_What the exercise asks_:
Report each line of the rows below that contains the string "target", copying every such line in full.

*** Material to process ***

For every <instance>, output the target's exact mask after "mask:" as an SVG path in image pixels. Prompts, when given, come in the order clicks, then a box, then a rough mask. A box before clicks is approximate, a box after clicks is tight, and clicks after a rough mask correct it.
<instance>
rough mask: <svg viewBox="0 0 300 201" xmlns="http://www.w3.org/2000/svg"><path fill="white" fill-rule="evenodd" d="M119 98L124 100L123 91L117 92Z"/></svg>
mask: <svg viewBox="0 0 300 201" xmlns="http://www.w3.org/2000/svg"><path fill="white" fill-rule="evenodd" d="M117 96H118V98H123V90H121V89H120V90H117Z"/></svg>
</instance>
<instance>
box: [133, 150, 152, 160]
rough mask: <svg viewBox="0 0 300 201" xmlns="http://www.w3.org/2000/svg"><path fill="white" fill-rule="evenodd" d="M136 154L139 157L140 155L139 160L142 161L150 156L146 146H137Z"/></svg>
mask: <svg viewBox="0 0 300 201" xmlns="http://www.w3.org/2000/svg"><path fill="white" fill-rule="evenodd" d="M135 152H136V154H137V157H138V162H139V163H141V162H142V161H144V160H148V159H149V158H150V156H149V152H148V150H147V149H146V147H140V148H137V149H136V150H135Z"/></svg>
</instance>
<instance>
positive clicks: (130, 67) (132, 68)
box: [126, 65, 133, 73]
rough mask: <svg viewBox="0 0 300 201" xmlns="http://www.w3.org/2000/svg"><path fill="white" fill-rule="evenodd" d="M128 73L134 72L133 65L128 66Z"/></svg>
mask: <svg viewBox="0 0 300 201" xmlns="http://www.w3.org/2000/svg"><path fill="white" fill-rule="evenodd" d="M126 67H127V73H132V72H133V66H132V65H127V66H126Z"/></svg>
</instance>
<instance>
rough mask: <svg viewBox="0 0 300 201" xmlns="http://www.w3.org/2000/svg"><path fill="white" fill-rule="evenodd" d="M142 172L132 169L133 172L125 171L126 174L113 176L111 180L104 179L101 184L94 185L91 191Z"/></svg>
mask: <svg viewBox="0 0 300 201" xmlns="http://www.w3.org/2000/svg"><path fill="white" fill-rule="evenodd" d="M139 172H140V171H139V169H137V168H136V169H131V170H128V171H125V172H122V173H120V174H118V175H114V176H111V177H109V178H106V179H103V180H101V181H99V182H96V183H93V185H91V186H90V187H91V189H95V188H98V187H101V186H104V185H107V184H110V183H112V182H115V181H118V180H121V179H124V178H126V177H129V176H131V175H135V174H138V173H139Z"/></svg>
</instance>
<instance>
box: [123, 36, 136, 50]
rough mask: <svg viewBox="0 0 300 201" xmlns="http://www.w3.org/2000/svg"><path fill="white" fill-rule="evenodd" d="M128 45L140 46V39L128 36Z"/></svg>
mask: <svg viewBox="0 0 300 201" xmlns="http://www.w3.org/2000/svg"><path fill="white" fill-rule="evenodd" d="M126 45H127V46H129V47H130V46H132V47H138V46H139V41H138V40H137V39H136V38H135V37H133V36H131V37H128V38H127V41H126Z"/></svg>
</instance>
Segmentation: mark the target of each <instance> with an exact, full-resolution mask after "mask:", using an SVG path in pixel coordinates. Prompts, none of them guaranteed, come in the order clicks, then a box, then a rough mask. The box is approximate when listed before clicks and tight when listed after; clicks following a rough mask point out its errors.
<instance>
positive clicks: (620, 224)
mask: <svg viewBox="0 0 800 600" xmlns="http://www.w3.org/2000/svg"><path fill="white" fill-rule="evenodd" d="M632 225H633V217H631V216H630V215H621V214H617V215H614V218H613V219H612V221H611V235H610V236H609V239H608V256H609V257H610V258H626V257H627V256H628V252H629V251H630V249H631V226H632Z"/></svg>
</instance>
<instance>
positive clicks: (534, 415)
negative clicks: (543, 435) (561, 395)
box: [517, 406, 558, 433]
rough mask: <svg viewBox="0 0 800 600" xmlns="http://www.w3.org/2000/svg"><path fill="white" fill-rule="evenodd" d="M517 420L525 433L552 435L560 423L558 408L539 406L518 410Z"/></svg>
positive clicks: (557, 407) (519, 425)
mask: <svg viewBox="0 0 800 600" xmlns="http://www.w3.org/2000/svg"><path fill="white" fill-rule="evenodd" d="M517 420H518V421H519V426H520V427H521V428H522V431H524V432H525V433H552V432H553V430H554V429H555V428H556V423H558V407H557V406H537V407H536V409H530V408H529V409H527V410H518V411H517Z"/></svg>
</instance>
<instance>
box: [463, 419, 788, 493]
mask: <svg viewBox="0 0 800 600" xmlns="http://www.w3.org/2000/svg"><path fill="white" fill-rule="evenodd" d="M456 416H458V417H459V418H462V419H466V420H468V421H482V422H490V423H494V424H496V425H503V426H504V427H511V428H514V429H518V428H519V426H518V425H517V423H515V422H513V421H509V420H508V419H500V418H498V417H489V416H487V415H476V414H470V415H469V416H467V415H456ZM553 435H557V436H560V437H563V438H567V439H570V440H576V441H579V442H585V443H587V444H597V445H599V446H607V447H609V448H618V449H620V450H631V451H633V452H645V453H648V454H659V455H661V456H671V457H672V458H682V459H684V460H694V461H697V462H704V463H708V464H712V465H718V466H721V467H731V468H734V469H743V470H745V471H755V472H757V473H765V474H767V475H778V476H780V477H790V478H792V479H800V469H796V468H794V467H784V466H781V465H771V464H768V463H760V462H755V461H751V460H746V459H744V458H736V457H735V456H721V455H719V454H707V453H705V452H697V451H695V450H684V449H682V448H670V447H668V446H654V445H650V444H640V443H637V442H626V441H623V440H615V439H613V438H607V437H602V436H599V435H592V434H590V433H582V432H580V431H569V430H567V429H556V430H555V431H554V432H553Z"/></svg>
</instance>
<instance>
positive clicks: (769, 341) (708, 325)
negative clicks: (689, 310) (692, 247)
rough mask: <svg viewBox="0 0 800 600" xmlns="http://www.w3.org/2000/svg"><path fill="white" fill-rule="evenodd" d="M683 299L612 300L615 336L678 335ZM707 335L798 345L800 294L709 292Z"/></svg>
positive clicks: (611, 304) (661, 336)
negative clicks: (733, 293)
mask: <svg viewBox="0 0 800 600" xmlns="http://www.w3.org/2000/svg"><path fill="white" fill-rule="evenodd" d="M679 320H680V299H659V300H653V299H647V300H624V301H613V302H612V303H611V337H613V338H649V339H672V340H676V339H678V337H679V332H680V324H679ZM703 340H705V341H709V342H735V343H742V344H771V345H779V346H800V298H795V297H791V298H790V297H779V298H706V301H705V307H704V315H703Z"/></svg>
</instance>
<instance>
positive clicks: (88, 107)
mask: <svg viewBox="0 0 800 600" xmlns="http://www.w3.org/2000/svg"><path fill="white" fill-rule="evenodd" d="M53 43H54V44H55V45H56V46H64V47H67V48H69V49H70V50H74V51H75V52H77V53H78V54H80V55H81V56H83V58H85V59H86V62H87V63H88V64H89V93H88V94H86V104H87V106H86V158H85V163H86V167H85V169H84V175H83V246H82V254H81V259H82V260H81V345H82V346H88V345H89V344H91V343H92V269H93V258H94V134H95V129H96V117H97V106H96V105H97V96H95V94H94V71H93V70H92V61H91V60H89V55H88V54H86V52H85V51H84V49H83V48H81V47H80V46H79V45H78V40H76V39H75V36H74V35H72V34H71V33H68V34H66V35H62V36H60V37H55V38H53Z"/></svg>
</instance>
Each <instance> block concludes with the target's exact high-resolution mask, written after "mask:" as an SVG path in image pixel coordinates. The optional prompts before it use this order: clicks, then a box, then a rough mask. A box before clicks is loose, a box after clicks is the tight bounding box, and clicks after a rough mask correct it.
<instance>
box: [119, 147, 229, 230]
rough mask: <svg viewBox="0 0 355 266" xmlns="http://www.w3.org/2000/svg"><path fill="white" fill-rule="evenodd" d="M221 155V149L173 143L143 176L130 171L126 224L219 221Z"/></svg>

*** End of Material to process ***
*** Material to process ***

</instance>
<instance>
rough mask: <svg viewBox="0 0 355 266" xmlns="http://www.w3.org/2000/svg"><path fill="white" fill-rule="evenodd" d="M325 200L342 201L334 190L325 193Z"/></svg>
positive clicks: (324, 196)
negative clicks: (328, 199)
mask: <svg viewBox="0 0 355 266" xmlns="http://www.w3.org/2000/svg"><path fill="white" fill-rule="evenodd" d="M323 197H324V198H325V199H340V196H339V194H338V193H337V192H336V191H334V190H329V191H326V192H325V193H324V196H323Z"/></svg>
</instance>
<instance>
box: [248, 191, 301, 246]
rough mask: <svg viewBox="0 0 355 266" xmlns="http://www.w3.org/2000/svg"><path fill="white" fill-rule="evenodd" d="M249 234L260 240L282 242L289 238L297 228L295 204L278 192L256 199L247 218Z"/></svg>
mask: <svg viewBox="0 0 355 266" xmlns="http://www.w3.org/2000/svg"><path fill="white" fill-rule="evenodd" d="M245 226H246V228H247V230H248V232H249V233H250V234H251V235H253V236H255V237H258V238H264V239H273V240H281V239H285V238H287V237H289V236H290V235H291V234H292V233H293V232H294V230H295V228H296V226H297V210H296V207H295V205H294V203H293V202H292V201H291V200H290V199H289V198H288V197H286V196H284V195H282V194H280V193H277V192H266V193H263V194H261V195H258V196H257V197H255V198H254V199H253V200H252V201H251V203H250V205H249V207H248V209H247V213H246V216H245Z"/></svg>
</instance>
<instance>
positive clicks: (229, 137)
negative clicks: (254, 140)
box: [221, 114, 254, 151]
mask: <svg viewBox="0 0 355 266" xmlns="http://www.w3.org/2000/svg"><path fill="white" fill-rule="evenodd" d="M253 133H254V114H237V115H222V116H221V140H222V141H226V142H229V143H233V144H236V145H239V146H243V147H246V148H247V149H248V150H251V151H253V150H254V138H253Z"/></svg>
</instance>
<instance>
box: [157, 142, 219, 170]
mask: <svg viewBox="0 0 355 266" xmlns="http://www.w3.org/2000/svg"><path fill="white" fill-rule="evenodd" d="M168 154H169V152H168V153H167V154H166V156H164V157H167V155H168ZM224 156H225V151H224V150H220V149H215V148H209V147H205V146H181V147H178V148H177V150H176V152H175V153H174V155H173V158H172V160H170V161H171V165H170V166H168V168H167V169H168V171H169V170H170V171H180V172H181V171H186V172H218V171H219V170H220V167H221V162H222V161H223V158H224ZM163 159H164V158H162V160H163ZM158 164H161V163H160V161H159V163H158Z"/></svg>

*** End of Material to process ***

_Answer for the task_:
For every <instance>, output the target's exact mask after "mask:" as an SVG path in image pixels. Prompts, when given, come in the order clicks, then a box, then a rough mask. A box before clicks is approximate, a box after clicks is tight, and clicks after a rough mask correct it.
Segmentation: mark the target of each <instance> with an exact, full-resolution mask after "mask:", using an SVG path in pixel coordinates. Prompts, none of them guaranteed, come in the order clicks, then a box, then a rough mask. The box is approximate when listed before clicks and tight when listed after; clicks following a rough mask point out its errors.
Each <instance> block concludes with the target's exact high-resolution mask, written after "mask:" as an SVG path in image pixel coordinates. The optional prompts before it use this order: clicks, then a box, then a rough mask. A box before clicks is loose, a box after clicks is the tight bounding box, and clicks after a rough mask correct it.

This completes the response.